> **Page extract**:

In this case, we'll just use algebra.
So, if we let M be the the point that partitions the segment into a ratio of 3:2, we have this relation:
KM/ML = 3/2
KM = 1.5 ML
We also have this:
KL = KM + ML
Substituting KM,
KL = (3/2) ML + ML
KL = 2.5 ML
Using the distance formula and the given coordinates of the K and L, we get the length of KL
KL = sqrt ( (5-(-5)^2 + (1-(-4))^2 ) = 5 sqrt(5)
Since,
KL = 2.5 ML
Substituting KL,
ML = (1/2.5) KL = (1/2.5) 5 sqrt(5) = 2 sqrt(5)
Using again the distance formula from M to L and letting (x,y) as the coordinates of the point M
ML = 2 sqrt(5) = sqrt ( (5-x)^2 + (1-y)^2 ) [let this be equation 1]
In order to solve this, we need to find an expression of y in terms of x. We can use the equation of the line KL.
The slope m is:
m = (1-(-4))/(5-(-5) = 0.5
Using the general form of the linear equation:
y = mx +b
We substitue m and the coordinate of K or L. We'll just use K.
-5 = (0.5)(-4) + b
b = -1.5
So equation of the line is
y = 0.5x - 1.5 [let this be equation 2]
Substitute equation 2 to equation 1 and solving for x, we get 2 values of x,
x=1, x=9
Since 9 does not make sense (it does not lie on the line), we choose x=1.
Using the equation of the line, we get y which is -1.
So, we get the coordinates of point M which is (1,-1)

> **Information shown**:

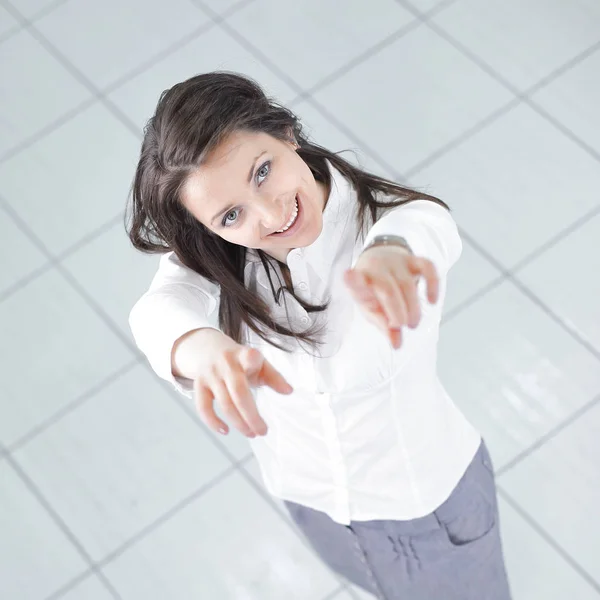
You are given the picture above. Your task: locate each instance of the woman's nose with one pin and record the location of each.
(271, 213)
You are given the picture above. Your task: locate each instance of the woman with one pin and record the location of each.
(301, 297)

> **Exercise set**:
1) Copy word for word the stretch of the worked solution from "The slope m" through "which is -1.".
2) In the worked solution, what coordinates are found for point M?
3) Summarize the worked solution in two sentences.

> **Results by task**:
1)
The slope m is:
m = (1-(-4))/(5-(-5) = 0.5
Using the general form of the linear equation:
y = mx +b
We substitue m and the coordinate of K or L. We'll just use K.
-5 = (0.5)(-4) + b
b = -1.5
So equation of the line is
y = 0.5x - 1.5 [let this be equation 2]
Substitute equation 2 to equation 1 and solving for x, we get 2 values of x,
x=1, x=9
Since 9 does not make sense (it does not lie on the line), we choose x=1.
Using the equation of the line, we get y which is -1.

2) (1, -1)

3) The worked solution uses algebra to find the point M that partitions segment KL in a 3:2 ratio, applying the distance formula to get KL = 5 sqrt(5) and then ML = 2 sqrt(5). It substitutes the line equation y = 0.5x - 1.5 into the distance equation for ML, rejects x = 9, and chooses x = 1, which gives M at (1, -1).